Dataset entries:
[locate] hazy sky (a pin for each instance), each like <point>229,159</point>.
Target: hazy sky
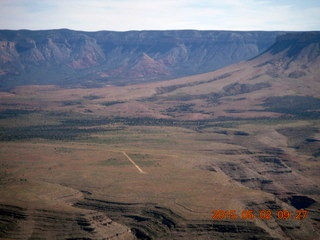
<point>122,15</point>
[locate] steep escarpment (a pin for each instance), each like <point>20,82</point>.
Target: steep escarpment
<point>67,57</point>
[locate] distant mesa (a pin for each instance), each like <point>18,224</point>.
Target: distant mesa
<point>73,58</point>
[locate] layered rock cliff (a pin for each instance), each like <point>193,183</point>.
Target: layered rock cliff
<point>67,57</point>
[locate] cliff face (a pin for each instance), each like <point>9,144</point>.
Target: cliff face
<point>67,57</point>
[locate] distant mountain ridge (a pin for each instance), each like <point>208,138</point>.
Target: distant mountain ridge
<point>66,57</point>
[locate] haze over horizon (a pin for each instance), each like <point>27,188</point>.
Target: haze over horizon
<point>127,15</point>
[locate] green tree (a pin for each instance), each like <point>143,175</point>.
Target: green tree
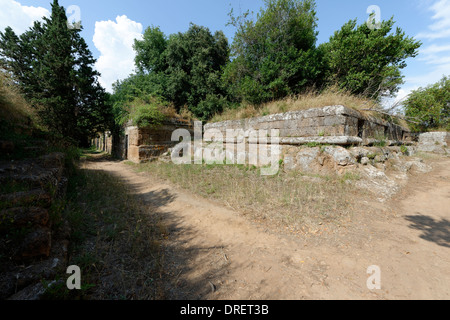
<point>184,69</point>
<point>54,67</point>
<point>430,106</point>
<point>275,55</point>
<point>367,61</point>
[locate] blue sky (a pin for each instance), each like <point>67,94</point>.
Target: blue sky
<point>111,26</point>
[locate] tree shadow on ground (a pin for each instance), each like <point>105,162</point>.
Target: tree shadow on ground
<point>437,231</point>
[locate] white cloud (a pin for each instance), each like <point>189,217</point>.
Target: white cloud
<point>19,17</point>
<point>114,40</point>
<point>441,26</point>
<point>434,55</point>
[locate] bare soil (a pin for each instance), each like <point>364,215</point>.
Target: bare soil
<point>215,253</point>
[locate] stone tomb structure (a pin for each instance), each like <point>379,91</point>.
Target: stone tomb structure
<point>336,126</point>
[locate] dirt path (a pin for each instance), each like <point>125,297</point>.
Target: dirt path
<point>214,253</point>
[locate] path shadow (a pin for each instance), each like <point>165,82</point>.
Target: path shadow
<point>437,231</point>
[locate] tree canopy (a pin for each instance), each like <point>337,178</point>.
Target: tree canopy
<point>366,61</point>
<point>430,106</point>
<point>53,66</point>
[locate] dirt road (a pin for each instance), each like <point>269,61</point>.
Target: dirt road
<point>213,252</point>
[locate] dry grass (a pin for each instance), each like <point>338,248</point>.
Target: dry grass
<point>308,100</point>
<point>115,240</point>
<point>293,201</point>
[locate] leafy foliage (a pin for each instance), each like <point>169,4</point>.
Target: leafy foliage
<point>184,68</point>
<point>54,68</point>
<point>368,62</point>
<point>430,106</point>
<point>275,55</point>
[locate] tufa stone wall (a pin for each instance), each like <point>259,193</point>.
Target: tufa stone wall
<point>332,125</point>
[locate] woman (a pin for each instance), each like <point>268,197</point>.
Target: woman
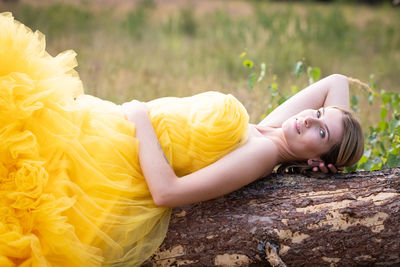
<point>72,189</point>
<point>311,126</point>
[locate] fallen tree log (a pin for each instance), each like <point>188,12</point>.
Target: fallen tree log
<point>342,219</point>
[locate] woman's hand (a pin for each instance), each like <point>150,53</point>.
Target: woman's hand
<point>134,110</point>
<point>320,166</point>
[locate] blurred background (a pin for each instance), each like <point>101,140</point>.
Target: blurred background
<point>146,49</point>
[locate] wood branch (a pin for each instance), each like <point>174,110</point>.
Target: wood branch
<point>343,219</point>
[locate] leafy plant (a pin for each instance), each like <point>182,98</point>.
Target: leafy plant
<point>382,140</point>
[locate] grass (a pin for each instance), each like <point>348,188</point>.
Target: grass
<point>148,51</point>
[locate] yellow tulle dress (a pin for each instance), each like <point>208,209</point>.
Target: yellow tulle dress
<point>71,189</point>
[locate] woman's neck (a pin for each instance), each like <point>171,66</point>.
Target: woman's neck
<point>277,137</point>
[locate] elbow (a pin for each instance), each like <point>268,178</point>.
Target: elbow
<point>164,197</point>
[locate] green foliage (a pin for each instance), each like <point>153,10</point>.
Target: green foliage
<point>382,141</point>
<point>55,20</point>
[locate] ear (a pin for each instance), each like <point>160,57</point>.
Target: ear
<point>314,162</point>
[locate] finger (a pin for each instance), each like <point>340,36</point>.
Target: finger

* [OBJECTIVE] Reproduce every line of the listing from the line with "[locate] blurred background" up to and including the line with "<point>164,197</point>", including the requests, but shift each coordinate in the answer points up by 43. Leave the sample points inside the requests unchanged.

* [EXERCISE ANSWER]
[locate] blurred background (a pin for each instance), each like <point>101,140</point>.
Target: blurred background
<point>189,92</point>
[locate] wood branch (a pin for each instance), each like <point>174,110</point>.
Target: wood branch
<point>386,262</point>
[locate] leafy plant (a pin for each instance), each like <point>182,98</point>.
Target: leafy plant
<point>425,183</point>
[locate] grass (a pin for each instance), each like <point>348,188</point>.
Target: grass
<point>191,94</point>
[locate] yellow tulle dress (a pin for each instance), each like <point>208,209</point>.
Target: yellow tulle dress
<point>114,232</point>
[locate] woman's neck (a pin for each instance), each like <point>171,66</point>.
Target: woman's neck
<point>320,180</point>
[locate] elbow (a pin for each instance), each like <point>268,178</point>.
Target: elbow
<point>207,240</point>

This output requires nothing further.